» **WHAT IS REQUIRED**
Lines with the word "sandstone": copy all of them from the entries below.

» **THE INPUT**
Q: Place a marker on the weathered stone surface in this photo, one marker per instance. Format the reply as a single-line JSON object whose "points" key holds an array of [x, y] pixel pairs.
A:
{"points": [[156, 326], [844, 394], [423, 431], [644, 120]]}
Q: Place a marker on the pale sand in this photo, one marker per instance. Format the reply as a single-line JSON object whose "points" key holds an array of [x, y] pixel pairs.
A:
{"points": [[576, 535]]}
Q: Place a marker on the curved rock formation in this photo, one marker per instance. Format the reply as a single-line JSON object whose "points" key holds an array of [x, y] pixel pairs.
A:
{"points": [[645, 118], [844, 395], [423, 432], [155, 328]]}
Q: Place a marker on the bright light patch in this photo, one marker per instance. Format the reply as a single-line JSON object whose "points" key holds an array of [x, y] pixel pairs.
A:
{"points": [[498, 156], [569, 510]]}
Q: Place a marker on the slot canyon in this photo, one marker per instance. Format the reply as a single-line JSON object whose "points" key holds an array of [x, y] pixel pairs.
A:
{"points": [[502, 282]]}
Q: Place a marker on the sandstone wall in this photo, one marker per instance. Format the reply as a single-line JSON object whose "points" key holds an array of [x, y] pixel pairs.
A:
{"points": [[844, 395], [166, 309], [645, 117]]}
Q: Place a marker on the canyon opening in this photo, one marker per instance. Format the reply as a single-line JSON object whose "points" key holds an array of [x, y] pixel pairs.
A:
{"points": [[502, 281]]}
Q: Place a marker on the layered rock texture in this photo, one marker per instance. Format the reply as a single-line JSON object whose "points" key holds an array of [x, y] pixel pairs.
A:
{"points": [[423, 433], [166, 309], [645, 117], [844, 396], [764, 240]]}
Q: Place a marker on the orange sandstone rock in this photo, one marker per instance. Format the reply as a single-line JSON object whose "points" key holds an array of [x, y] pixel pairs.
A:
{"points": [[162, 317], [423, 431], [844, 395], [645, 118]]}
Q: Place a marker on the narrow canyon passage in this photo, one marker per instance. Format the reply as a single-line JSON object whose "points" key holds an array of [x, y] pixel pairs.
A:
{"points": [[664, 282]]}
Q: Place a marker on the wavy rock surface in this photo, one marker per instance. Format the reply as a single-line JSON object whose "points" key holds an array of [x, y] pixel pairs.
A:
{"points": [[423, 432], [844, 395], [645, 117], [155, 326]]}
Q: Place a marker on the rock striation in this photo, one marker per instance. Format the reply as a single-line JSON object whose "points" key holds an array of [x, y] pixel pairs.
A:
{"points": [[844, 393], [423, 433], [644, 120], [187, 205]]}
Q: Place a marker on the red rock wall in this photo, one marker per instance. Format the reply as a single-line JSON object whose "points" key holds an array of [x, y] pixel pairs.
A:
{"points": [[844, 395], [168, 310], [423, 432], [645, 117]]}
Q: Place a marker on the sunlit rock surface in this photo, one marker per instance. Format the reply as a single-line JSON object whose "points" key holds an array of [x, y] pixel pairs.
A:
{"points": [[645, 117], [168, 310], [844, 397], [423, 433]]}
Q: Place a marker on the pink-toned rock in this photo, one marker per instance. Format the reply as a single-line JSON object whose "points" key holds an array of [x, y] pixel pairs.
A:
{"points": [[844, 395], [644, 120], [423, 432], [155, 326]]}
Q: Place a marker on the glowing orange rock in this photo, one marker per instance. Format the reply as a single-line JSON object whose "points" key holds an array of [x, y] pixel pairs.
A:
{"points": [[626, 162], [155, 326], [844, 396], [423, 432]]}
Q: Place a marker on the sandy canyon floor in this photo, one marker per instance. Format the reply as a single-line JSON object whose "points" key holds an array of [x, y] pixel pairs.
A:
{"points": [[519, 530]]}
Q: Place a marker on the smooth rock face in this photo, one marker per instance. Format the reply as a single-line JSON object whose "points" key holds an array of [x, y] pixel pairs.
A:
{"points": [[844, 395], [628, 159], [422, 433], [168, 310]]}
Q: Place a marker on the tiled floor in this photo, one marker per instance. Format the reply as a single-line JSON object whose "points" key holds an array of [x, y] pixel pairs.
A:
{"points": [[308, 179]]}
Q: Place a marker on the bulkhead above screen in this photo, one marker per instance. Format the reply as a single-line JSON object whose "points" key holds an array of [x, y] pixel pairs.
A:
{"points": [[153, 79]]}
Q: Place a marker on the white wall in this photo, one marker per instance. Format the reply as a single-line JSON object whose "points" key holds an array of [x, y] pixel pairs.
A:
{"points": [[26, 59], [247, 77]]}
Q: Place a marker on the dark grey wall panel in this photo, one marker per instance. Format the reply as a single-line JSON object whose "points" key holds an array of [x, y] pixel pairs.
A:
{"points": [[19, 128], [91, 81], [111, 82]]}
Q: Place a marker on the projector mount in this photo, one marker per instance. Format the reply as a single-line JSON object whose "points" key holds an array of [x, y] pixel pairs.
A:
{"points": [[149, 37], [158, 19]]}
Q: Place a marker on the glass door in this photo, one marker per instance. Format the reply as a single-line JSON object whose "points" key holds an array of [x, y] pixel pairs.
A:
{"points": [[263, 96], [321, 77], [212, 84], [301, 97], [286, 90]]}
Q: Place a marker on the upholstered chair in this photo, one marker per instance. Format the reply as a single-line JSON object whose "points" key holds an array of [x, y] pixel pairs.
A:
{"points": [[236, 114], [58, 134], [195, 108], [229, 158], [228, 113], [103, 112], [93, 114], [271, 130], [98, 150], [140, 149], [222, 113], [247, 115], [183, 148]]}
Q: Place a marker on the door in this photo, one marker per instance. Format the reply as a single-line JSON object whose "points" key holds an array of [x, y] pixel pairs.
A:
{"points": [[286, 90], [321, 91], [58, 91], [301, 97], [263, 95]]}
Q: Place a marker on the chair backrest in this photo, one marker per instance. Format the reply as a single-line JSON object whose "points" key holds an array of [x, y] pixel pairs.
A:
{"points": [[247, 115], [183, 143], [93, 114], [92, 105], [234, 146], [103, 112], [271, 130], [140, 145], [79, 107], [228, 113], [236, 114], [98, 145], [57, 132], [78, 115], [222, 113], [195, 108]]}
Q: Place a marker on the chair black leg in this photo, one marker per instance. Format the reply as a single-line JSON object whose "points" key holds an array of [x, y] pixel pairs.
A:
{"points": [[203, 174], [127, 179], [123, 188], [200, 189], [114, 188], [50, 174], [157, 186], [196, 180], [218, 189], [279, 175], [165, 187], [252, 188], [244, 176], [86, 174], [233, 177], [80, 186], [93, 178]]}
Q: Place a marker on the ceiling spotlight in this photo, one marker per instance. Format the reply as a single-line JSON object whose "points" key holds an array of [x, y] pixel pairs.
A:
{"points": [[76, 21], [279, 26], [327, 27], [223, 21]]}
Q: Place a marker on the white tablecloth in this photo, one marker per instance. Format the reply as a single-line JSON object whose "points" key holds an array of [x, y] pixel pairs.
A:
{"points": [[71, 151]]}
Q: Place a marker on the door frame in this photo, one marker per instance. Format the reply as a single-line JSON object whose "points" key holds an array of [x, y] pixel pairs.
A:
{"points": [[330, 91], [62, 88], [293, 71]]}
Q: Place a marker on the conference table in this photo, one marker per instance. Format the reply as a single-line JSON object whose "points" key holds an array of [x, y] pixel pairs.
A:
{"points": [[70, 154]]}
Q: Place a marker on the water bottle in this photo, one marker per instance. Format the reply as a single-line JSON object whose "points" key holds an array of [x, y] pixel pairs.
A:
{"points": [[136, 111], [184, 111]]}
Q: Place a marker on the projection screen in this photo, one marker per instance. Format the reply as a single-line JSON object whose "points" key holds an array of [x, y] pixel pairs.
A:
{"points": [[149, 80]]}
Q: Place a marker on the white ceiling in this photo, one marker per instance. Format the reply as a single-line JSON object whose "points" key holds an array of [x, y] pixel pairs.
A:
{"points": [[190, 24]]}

» **ANSWER TO THIS PROBLEM**
Q: Place a marker on the sandstone wall in this photo, one marker per instance. Format the reply as a single-line JSON object whose "points" key holds an array of [x, y] pixel pairs.
Q: Place a marker on the orange sandstone rock in this photo, one marker per instance. Format the reply as a single-line JSON object whose "points" key holds an array of [x, y] pixel pairs.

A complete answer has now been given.